> [Stored records]

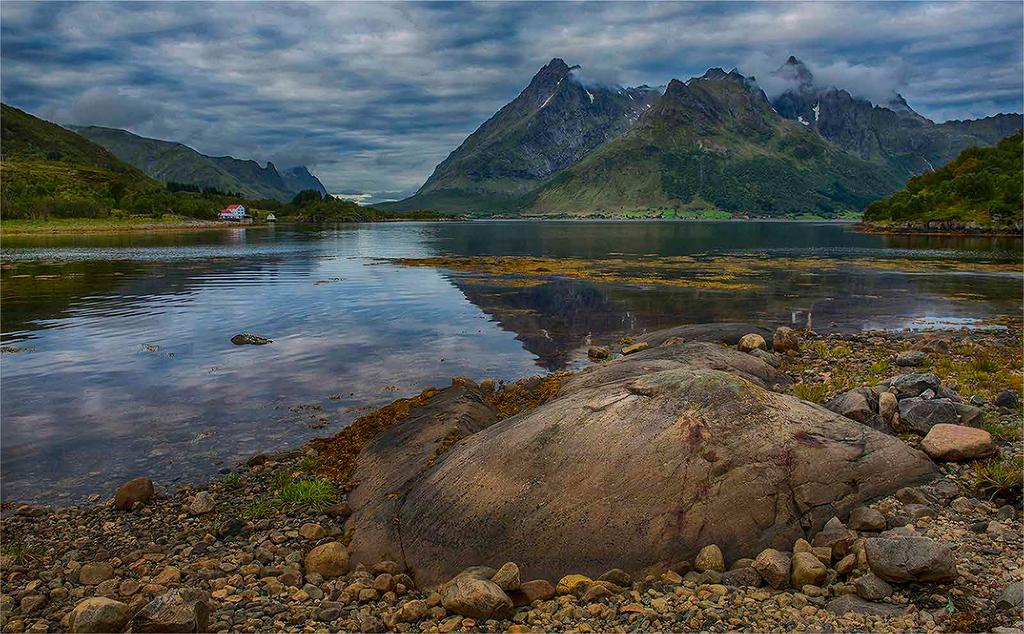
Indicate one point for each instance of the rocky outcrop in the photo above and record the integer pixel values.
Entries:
(641, 461)
(909, 558)
(906, 403)
(396, 458)
(955, 442)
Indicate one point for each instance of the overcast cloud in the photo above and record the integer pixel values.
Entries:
(372, 95)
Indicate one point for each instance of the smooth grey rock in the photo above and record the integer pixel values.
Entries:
(857, 605)
(906, 559)
(744, 577)
(859, 405)
(1012, 596)
(865, 518)
(871, 588)
(1008, 398)
(184, 609)
(920, 415)
(910, 358)
(906, 385)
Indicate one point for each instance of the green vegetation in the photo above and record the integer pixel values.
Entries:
(22, 552)
(314, 493)
(1000, 477)
(983, 185)
(686, 156)
(290, 493)
(259, 508)
(815, 392)
(49, 174)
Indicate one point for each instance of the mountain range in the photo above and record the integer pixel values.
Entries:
(712, 142)
(175, 163)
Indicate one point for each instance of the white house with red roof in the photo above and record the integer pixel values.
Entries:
(233, 212)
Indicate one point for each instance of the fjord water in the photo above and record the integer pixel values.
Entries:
(118, 361)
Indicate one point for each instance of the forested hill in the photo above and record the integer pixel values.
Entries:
(984, 185)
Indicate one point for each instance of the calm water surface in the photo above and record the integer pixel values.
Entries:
(123, 364)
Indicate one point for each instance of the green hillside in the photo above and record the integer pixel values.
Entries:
(983, 185)
(714, 142)
(176, 164)
(24, 137)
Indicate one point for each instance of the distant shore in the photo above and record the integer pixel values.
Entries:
(940, 228)
(98, 225)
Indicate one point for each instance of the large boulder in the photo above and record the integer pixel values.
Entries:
(184, 609)
(396, 457)
(643, 461)
(904, 559)
(955, 442)
(98, 615)
(137, 490)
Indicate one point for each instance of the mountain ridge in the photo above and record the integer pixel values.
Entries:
(177, 163)
(715, 142)
(552, 123)
(495, 168)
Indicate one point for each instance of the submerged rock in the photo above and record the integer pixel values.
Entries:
(785, 339)
(134, 491)
(250, 339)
(751, 342)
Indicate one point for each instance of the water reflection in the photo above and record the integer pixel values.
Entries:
(128, 367)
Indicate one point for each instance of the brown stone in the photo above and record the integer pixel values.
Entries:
(752, 341)
(956, 442)
(137, 490)
(530, 591)
(328, 560)
(677, 438)
(773, 566)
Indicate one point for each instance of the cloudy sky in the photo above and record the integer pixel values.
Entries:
(372, 95)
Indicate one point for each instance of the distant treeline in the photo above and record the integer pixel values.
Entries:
(983, 185)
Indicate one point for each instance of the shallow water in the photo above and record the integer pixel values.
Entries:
(124, 366)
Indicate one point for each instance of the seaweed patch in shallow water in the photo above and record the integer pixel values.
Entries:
(338, 454)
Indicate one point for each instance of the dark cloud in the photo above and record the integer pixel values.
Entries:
(372, 95)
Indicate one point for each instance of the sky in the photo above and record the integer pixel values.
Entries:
(371, 96)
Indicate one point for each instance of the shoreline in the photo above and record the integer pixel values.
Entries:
(877, 229)
(270, 547)
(123, 228)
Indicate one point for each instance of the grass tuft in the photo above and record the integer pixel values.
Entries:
(815, 392)
(260, 508)
(308, 492)
(999, 478)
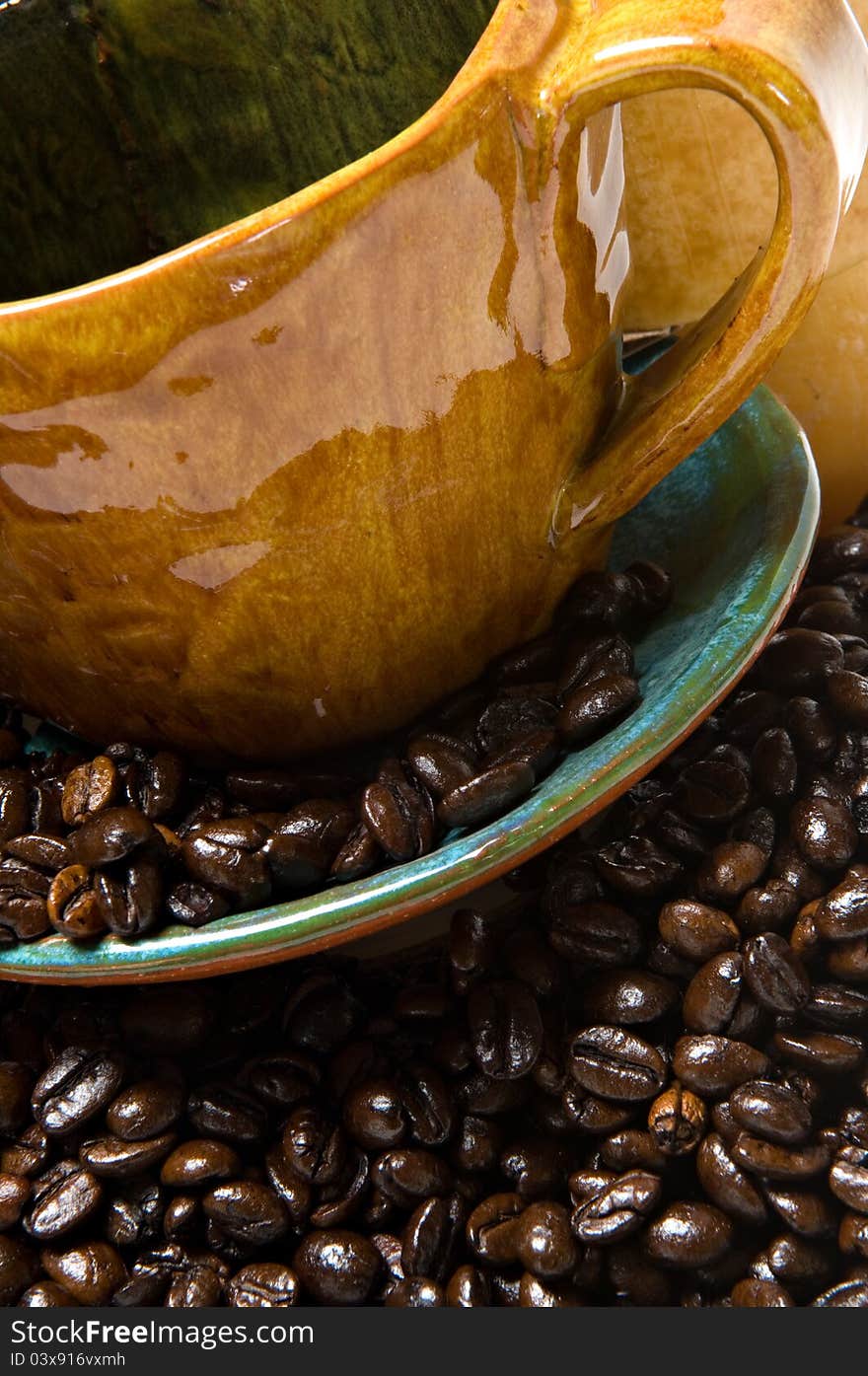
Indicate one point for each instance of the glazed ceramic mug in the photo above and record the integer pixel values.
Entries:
(292, 481)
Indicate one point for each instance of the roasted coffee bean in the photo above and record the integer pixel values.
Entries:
(711, 998)
(798, 661)
(677, 1121)
(688, 1235)
(826, 1052)
(505, 1028)
(485, 794)
(544, 1244)
(627, 996)
(247, 1211)
(76, 1086)
(263, 1285)
(229, 854)
(337, 1267)
(111, 834)
(596, 706)
(63, 1198)
(145, 1110)
(229, 1114)
(468, 1288)
(753, 1293)
(770, 1111)
(314, 1146)
(715, 1065)
(90, 789)
(90, 1273)
(711, 791)
(773, 1162)
(774, 975)
(431, 1236)
(694, 930)
(614, 1064)
(597, 934)
(492, 1229)
(731, 870)
(14, 1195)
(111, 1157)
(849, 1178)
(73, 905)
(616, 1208)
(199, 1163)
(825, 832)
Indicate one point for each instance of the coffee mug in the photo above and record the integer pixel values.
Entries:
(289, 483)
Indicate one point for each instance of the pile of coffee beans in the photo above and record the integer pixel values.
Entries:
(127, 841)
(642, 1084)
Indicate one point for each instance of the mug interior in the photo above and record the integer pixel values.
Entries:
(131, 127)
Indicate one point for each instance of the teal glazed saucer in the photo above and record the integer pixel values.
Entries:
(735, 525)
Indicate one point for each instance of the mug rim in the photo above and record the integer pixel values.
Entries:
(468, 77)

> [Direction] Print all of the entries word for word. Skip any images they contain.

> [Worked solution]
Indicate one point for each instance of the rocky outcrop in the photo above and record the integer pixel values.
Entries:
(641, 461)
(909, 558)
(906, 403)
(396, 458)
(955, 442)
Indicate one point for each instance of the overcast cloud in the photo above and record the integer pixel values.
Entries:
(372, 95)
Indicate one point for each instance of the smooth grey rock in the photo above and record the integer pixel values.
Entries:
(857, 605)
(906, 559)
(744, 577)
(859, 405)
(1012, 596)
(865, 518)
(871, 588)
(1008, 398)
(184, 609)
(920, 415)
(910, 358)
(906, 385)
Indicate one point for each instance of the green vegetation in the photo above and record the integer pixel values.
Entries:
(22, 552)
(314, 493)
(1000, 477)
(983, 185)
(686, 156)
(290, 493)
(259, 508)
(815, 392)
(49, 174)
Indicate one point for each instance of the mountain range in the photo above and record the integer pixel values.
Entries:
(712, 142)
(175, 163)
Indicate one point for each instance of the white house with red roof in the photo above and record the integer pixel values.
Entries:
(233, 212)
Indicate one point for each instance of the fjord water in the photo above and record the integer pixel values.
Entries:
(118, 361)
Indicate one point for each instance of the forested hill in the photo above and record the integer pixel values.
Entries:
(984, 185)
Indicate one point for each instance of the calm water surface in the photo above and record the integer pixel values.
Entries:
(123, 364)
Indicate one point for each instance of the green hillside in the photo above and record the integer pixel values.
Entries:
(983, 185)
(714, 142)
(176, 164)
(24, 137)
Indicate one point for each instance of the distant shore in the photo above and record the integer pixel values.
Entries:
(940, 228)
(98, 225)
Indicate one point for each instance of the large boulder in the photo above and record the integer pixel values.
Entries:
(184, 609)
(396, 457)
(643, 461)
(904, 559)
(955, 442)
(98, 615)
(137, 490)
Indicate one point for each instance of the mountain ridge in the photo above and record the integer pixel values.
Entries:
(177, 163)
(715, 142)
(552, 123)
(495, 168)
Indicate one point for each instance of the submerged rock in the photo above and record the integer pixel values.
Entries:
(785, 339)
(134, 491)
(250, 339)
(751, 342)
Indicate one point for each instance of the water reflection in the photo above and record the integer pixel values.
Entries:
(128, 367)
Indicate one point for each instance of the brown stone in the photo above and record the integer pixel values.
Entries:
(752, 341)
(956, 442)
(137, 490)
(530, 591)
(328, 560)
(677, 438)
(773, 566)
Indicate one point for each instance of the cloudy sky in the photo above and record the integer pixel values.
Entries:
(372, 95)
Indicate one point for each instance of the distant treeline in the photo above and record the integer pixel values.
Entries:
(983, 185)
Indicate one point for each instance of the shallow water in the photo above and record the integer pixel values.
Entries:
(124, 366)
Indicate one point for each instance of the seaweed patch in shallow water in the photo above and record the integer pixel values.
Entries:
(338, 454)
Indicate one point for each instance of the dark cloud in the photo above and record the integer pixel values.
Entries:
(372, 95)
Indicate one point for each instance of the sky in the photo above and record the integer pixel values.
Entries:
(371, 96)
Indicate one point for each instance of the shoreline in the photo above and record the integer pixel values.
Entries:
(877, 229)
(270, 547)
(123, 228)
Indicate one point for each instance of the grass tuft in the photo above and record the integer pixel values.
Entries:
(815, 392)
(260, 508)
(308, 492)
(999, 478)
Indicate one point for each instance of the glazed ceramic mug in the photo above and record the integer pixel values.
Entries:
(292, 481)
Indicate one point for each instance of the roasted coffee bean in the photo above and record the integer pixel values.
Entries:
(711, 998)
(798, 661)
(677, 1121)
(688, 1235)
(826, 1052)
(505, 1028)
(485, 794)
(544, 1244)
(627, 996)
(247, 1211)
(76, 1086)
(263, 1285)
(229, 854)
(337, 1267)
(111, 834)
(596, 706)
(63, 1198)
(145, 1110)
(229, 1114)
(468, 1288)
(753, 1293)
(770, 1111)
(314, 1146)
(715, 1065)
(90, 789)
(90, 1273)
(711, 791)
(773, 1162)
(774, 975)
(431, 1236)
(694, 930)
(614, 1064)
(597, 934)
(492, 1229)
(731, 870)
(14, 1195)
(111, 1157)
(849, 1178)
(73, 905)
(616, 1208)
(199, 1163)
(825, 832)
Indicate one point for each instance of the coffee mug in the photo above and record the integer pixel values.
Entries:
(289, 483)
Indicate one point for each instance of the pile of coffee beans in the photo above and record the integer pixel values.
Entries:
(127, 841)
(642, 1084)
Indicate one point for each instance of the mug interior in the photo above and record the integer pixel values.
Entries:
(131, 127)
Indicate one point for each instance of the teal glazed saucer in the photo above and record the integer pixel values.
Entries:
(735, 525)
Indicate one point for each instance of the mug rim in the photo above and record the integer pixel values.
Entries:
(468, 77)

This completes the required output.